Activity: Copy the full listing exactly, word for word.

* * *

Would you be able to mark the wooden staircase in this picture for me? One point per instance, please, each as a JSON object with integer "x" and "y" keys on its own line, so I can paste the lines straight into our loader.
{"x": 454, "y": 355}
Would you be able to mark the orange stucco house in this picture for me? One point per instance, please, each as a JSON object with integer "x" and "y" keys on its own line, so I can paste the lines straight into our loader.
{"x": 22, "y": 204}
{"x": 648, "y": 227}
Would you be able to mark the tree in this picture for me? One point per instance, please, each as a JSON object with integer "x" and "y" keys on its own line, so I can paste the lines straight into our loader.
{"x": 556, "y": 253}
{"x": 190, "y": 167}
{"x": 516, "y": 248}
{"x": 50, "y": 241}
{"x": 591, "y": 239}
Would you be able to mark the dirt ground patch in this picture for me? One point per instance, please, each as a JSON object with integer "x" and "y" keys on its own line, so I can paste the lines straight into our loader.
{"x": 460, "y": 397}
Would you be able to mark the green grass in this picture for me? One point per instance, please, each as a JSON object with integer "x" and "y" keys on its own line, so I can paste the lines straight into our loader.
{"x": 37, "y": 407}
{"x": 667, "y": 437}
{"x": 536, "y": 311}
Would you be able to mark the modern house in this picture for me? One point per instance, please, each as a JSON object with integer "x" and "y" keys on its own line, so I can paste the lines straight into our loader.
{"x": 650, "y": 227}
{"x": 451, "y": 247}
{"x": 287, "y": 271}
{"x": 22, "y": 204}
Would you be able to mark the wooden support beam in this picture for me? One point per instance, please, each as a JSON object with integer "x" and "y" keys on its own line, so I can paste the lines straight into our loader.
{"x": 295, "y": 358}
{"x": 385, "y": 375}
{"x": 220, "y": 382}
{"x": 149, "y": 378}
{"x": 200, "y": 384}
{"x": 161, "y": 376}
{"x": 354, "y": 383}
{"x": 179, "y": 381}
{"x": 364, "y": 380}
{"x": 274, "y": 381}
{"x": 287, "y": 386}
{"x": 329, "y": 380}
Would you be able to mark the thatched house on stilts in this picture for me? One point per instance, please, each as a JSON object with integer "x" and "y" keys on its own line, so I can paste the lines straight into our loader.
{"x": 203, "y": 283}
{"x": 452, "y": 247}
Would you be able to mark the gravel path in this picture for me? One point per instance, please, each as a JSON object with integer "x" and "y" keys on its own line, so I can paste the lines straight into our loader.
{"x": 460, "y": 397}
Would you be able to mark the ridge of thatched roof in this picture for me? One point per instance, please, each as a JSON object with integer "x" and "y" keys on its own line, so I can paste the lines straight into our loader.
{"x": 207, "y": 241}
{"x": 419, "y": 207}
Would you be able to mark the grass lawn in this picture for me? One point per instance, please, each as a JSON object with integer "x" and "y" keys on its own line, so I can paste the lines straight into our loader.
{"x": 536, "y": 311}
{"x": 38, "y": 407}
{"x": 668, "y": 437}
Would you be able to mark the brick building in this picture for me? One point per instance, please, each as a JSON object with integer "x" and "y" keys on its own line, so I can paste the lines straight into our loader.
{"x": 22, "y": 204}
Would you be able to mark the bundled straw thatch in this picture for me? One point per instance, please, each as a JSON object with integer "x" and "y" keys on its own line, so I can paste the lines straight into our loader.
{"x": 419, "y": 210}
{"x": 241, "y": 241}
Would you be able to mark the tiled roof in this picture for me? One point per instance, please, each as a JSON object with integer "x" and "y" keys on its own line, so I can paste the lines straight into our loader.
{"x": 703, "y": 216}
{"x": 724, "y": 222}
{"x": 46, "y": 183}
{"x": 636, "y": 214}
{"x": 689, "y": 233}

* * *

Answer space:
Would you be able to mark the wooden staircase in this picture for me? One point per instance, please, each as a JSON object with integer "x" and "y" keys on its own line, so I can paste the lines straight into our loader.
{"x": 454, "y": 355}
Would you be able to mark the orange stucco house in this picture for me? One point per instance, please, each as a JSON object with integer "x" and "y" keys on its own line, so I can paste the lines straight into our loader.
{"x": 22, "y": 204}
{"x": 648, "y": 227}
Would you be able to mark the tree in this picture for me? One point per instance, please, each as a JSON object with integer "x" and "y" keys on its own line, so I can paste the lines straight into our loader.
{"x": 556, "y": 253}
{"x": 190, "y": 167}
{"x": 516, "y": 248}
{"x": 50, "y": 241}
{"x": 591, "y": 239}
Would you be able to mark the dirt ground patch in this picture for me? One point per instance, please, each as a JSON object with integer "x" and "y" keys on its own line, so I can paste the lines straight into our loader.
{"x": 460, "y": 397}
Would you be able to mark the green grass in this picture for me? One point per instance, please, each as a JSON object with integer "x" and "y" keys on its own line, so I can paste the lines straight into our loader.
{"x": 37, "y": 407}
{"x": 667, "y": 437}
{"x": 536, "y": 311}
Would you be able to mark the modern house in this picture for me? One point per instance, please, each as a JSON object with integer "x" and "y" keys on its own line, so I can paste the lines straight into our loader.
{"x": 650, "y": 227}
{"x": 451, "y": 247}
{"x": 287, "y": 271}
{"x": 22, "y": 204}
Would you be able to mark the wooden support beam in this picture for me? One point per instance, please, each as a JSON object with integer "x" and "y" keys on its own line, so I can paste the lines straight into our loader.
{"x": 295, "y": 358}
{"x": 385, "y": 375}
{"x": 220, "y": 382}
{"x": 149, "y": 378}
{"x": 200, "y": 384}
{"x": 161, "y": 376}
{"x": 354, "y": 383}
{"x": 179, "y": 381}
{"x": 364, "y": 380}
{"x": 274, "y": 381}
{"x": 287, "y": 386}
{"x": 329, "y": 380}
Would you be able to mark the thatched house on stilts in this picture for me? One point per instance, please, each as a JSON object with integer "x" and "y" keys on its own line, so I can paste the lines straight into our loader.
{"x": 203, "y": 283}
{"x": 452, "y": 247}
Would you be able to mark the gravel path in this picture for me? One point per instance, please, each as a JSON object with integer "x" and "y" keys on its own line, so I can paste the lines straight into our loader.
{"x": 460, "y": 397}
Would you be able to mark the ridge of thatched roof in this picture for me? One point per instance, please, each as a JSON object with integer "x" and "y" keys on its own line, so I can paste the lines straight into our loader.
{"x": 207, "y": 241}
{"x": 419, "y": 207}
Would you be able to mark the grass lawn in this picture for me? One point per instance, please, each as a JSON object with integer "x" and "y" keys on its own line, so I can paste the lines straight into our loader.
{"x": 536, "y": 311}
{"x": 38, "y": 407}
{"x": 668, "y": 437}
Would you be able to mark the brick building in this picture for me? One point per instance, please, each as a JSON object with integer "x" and "y" keys on its own line, so I can paste the lines straight into our loader.
{"x": 22, "y": 204}
Would you be able to mark the bundled straw thatch in this picture for me? One point per instance, please, each as a JSON object with integer "x" and "y" keys on its own line, so I can paste the lines straight into our loader.
{"x": 419, "y": 210}
{"x": 241, "y": 241}
Would you be able to mark the tiled roof in this picture for me? One point per instance, please, each as a JSON object with integer "x" and "y" keys on its own line, so I can paste the lines straight into our loader.
{"x": 703, "y": 216}
{"x": 724, "y": 222}
{"x": 46, "y": 183}
{"x": 636, "y": 214}
{"x": 689, "y": 233}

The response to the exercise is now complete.